__Exercise 1__
Answer these from the twist tobacco thread:
(a) Besides twist tobacco, what else does burninator want to try?
(b) Which post number, and by whom, does IHT point to?
(c) Where does IHT say the preparation information is probably found?
__Exercise 2__
List every username that appears in the twist tobacco thread.

__Supplied text__
# Twist Tobacco



## burninator (Jul 11, 2006)

I'm interested in trying out some twist tobacco (as well as cake), but I'm afraid I don't have any experience with it, and I can't find any info on how to go about smoking it. Has anyone here ever tried it? If so, what did you think, and how did you do it?


----------



## IHT (Dec 27, 2003)

if you look in the "stickied" topics right above this, you can find how to prepare "twist" tobacco. if i had 2 browsers open, i'd give you the link. it's probably found in the "FAQ".

here. post #51, by ScottM be sure to leave him some good RG for all the work he did with that.


----------



## burninator (Jul 11, 2006)

IHT said:


> if you look in the "stickied" topics right above this, you can find how to prepare "twist" tobacco. if i had 2 browsers open, i'd give you the link. it's probably found in the "FAQ".
> 
> here. post #51, by ScottM be sure to leave him some good RG for all the work he did with that.


Incredible. You know? I searched that thread, and I couldn't find it anywhere.

Ever tried twist tobacco?


----------



## IHT (Dec 27, 2003)

__Source data__
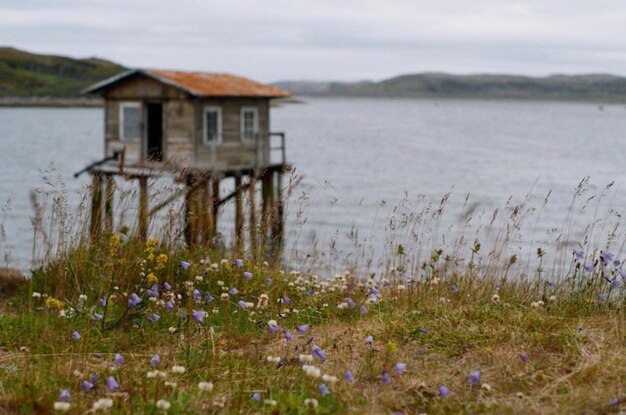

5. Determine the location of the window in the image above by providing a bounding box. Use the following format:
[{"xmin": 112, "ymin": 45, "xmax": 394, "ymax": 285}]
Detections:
[
  {"xmin": 241, "ymin": 107, "xmax": 259, "ymax": 141},
  {"xmin": 120, "ymin": 102, "xmax": 141, "ymax": 140},
  {"xmin": 202, "ymin": 107, "xmax": 222, "ymax": 146}
]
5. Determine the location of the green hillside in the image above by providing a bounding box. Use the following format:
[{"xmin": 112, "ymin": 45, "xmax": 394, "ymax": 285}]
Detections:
[
  {"xmin": 276, "ymin": 73, "xmax": 626, "ymax": 102},
  {"xmin": 0, "ymin": 47, "xmax": 125, "ymax": 97}
]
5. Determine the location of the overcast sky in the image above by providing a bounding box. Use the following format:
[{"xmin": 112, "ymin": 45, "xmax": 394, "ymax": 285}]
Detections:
[{"xmin": 0, "ymin": 0, "xmax": 626, "ymax": 81}]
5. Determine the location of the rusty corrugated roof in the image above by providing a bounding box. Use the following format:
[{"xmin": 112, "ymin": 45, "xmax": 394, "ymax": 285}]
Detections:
[
  {"xmin": 146, "ymin": 69, "xmax": 289, "ymax": 98},
  {"xmin": 84, "ymin": 69, "xmax": 290, "ymax": 98}
]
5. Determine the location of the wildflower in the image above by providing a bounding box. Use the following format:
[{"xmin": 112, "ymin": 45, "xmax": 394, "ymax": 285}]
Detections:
[
  {"xmin": 157, "ymin": 399, "xmax": 172, "ymax": 411},
  {"xmin": 311, "ymin": 344, "xmax": 326, "ymax": 362},
  {"xmin": 59, "ymin": 389, "xmax": 72, "ymax": 402},
  {"xmin": 52, "ymin": 402, "xmax": 72, "ymax": 412},
  {"xmin": 105, "ymin": 376, "xmax": 120, "ymax": 392},
  {"xmin": 113, "ymin": 353, "xmax": 126, "ymax": 366},
  {"xmin": 172, "ymin": 366, "xmax": 186, "ymax": 375},
  {"xmin": 128, "ymin": 293, "xmax": 141, "ymax": 307},
  {"xmin": 150, "ymin": 354, "xmax": 161, "ymax": 367},
  {"xmin": 381, "ymin": 372, "xmax": 391, "ymax": 385},
  {"xmin": 466, "ymin": 370, "xmax": 480, "ymax": 386},
  {"xmin": 304, "ymin": 398, "xmax": 318, "ymax": 409},
  {"xmin": 198, "ymin": 382, "xmax": 213, "ymax": 392},
  {"xmin": 574, "ymin": 249, "xmax": 585, "ymax": 261},
  {"xmin": 302, "ymin": 365, "xmax": 322, "ymax": 378},
  {"xmin": 343, "ymin": 370, "xmax": 354, "ymax": 383},
  {"xmin": 437, "ymin": 385, "xmax": 450, "ymax": 399},
  {"xmin": 322, "ymin": 374, "xmax": 337, "ymax": 383},
  {"xmin": 93, "ymin": 398, "xmax": 113, "ymax": 411},
  {"xmin": 191, "ymin": 310, "xmax": 205, "ymax": 324}
]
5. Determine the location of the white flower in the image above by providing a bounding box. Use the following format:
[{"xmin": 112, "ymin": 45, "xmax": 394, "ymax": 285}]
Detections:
[
  {"xmin": 53, "ymin": 402, "xmax": 72, "ymax": 412},
  {"xmin": 172, "ymin": 366, "xmax": 185, "ymax": 374},
  {"xmin": 93, "ymin": 398, "xmax": 113, "ymax": 411},
  {"xmin": 322, "ymin": 375, "xmax": 337, "ymax": 383},
  {"xmin": 157, "ymin": 399, "xmax": 172, "ymax": 411},
  {"xmin": 198, "ymin": 382, "xmax": 213, "ymax": 392}
]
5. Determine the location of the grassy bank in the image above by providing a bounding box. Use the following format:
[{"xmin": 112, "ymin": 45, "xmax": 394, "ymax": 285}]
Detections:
[{"xmin": 0, "ymin": 235, "xmax": 626, "ymax": 414}]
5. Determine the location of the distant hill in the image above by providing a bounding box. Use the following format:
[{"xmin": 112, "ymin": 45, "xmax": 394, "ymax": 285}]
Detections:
[
  {"xmin": 0, "ymin": 47, "xmax": 125, "ymax": 98},
  {"xmin": 274, "ymin": 73, "xmax": 626, "ymax": 102}
]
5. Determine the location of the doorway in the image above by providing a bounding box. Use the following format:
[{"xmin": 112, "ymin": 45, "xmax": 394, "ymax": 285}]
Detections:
[{"xmin": 146, "ymin": 102, "xmax": 163, "ymax": 161}]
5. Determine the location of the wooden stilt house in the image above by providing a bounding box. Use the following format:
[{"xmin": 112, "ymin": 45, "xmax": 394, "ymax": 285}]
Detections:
[{"xmin": 78, "ymin": 69, "xmax": 289, "ymax": 250}]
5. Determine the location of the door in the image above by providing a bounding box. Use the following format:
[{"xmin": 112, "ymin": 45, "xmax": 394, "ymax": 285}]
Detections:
[{"xmin": 146, "ymin": 102, "xmax": 163, "ymax": 161}]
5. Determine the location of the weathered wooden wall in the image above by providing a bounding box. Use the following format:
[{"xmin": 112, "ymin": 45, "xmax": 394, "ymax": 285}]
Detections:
[{"xmin": 100, "ymin": 77, "xmax": 270, "ymax": 171}]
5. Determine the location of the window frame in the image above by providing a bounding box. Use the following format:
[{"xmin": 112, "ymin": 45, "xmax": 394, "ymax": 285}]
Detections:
[
  {"xmin": 239, "ymin": 106, "xmax": 259, "ymax": 143},
  {"xmin": 119, "ymin": 101, "xmax": 142, "ymax": 142},
  {"xmin": 202, "ymin": 105, "xmax": 223, "ymax": 147}
]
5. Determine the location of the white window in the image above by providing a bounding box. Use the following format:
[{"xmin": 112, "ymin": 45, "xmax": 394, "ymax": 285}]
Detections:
[
  {"xmin": 241, "ymin": 107, "xmax": 259, "ymax": 142},
  {"xmin": 202, "ymin": 107, "xmax": 222, "ymax": 146},
  {"xmin": 120, "ymin": 102, "xmax": 141, "ymax": 140}
]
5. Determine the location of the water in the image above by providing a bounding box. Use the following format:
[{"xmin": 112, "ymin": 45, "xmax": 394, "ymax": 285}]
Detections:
[{"xmin": 0, "ymin": 99, "xmax": 626, "ymax": 274}]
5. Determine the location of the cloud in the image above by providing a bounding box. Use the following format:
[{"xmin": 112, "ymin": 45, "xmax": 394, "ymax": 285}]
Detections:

__Answer space 1__
(a) Cake.
(b) Post #51, by ScottM.
(c) In the "FAQ".

__Answer space 2__
burninator, IHT, ScottM